Output the material below in its entirety, exactly as given.
-- start DATA EXCERPTS --
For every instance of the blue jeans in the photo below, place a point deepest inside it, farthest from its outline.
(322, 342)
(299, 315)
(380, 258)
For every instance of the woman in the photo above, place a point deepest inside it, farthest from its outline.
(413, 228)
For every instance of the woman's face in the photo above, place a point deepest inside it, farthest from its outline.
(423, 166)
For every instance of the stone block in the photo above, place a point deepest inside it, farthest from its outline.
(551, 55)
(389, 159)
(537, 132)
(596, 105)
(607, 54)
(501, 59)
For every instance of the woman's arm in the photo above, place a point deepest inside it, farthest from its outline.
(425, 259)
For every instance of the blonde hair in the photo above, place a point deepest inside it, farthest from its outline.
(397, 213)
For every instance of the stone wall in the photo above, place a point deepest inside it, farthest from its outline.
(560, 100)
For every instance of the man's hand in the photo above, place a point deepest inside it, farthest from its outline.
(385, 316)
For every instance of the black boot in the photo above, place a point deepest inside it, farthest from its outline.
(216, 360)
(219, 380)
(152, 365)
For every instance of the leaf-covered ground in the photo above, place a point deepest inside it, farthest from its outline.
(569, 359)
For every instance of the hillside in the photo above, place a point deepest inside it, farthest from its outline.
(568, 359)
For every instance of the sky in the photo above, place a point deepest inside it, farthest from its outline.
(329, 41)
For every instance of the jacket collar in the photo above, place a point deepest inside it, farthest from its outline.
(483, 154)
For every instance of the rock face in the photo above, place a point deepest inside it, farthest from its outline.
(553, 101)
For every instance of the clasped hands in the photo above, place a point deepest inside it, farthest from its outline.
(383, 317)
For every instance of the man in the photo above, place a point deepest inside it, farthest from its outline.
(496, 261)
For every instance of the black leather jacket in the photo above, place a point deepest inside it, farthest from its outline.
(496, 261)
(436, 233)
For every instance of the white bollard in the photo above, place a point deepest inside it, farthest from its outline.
-- end DATA EXCERPTS --
# ANSWER:
For every instance of the blue jeans in the photo below, place a point deepest inside it, farthest from its outline.
(322, 342)
(299, 315)
(380, 258)
For every instance of the woman in the photo above, place a point deepest inside it, farthest from its outline.
(413, 228)
For every instance of the woman's face in the photo above, place a point deepest inside it, farthest from its outline.
(423, 166)
For every instance of the stone block in the photo above, place a point deepest inside it, farthest from its outline.
(551, 55)
(389, 159)
(537, 132)
(596, 105)
(607, 54)
(501, 59)
For every instance of the woman's arm in the photo above, place a point deepest inside it, farthest from its outline.
(425, 259)
For every instance of the blonde hair in the photo above, place a point deepest inside it, farthest from its outline.
(397, 213)
For every instance of the stone wall in the photo above, place a point deepest inside it, farthest from its outline.
(560, 100)
For every instance of the man's hand in the photo above, place a point deepest inside it, farthest from its outline.
(385, 316)
For every instance of the black boot in the photo above, place a point deepest inside it, farthest from its outline.
(216, 360)
(219, 380)
(152, 365)
For every instance of the leaf-covered ground in the photo above, place a point deepest inside it, farthest from its outline.
(569, 359)
For every instance of the hillside in the photo above, place a point deepest inside it, farthest from its outline.
(568, 359)
For every instance of the sky in the photo above, place a point deepest inside it, farthest from its outline.
(329, 41)
For every instance of the jacket collar in the photo above, place a point deepest inside it, farthest from its outline.
(483, 154)
For every instance of the rock face in the photo above, place a point deepest inside it, farthest from its outline.
(553, 101)
For every instance of the clasped hands in the photo above, place a point deepest inside it, farthest from its outline.
(383, 317)
For every instance of the man in the photo above, place a point deepest inside it, farthest from its outline.
(496, 261)
For every instance of the black leather jacket in the photo above, place a point deepest inside it, farthest from its outline.
(496, 261)
(436, 233)
For every instance of the white bollard in the photo above, place a point deepest inside it, farthest from its outline.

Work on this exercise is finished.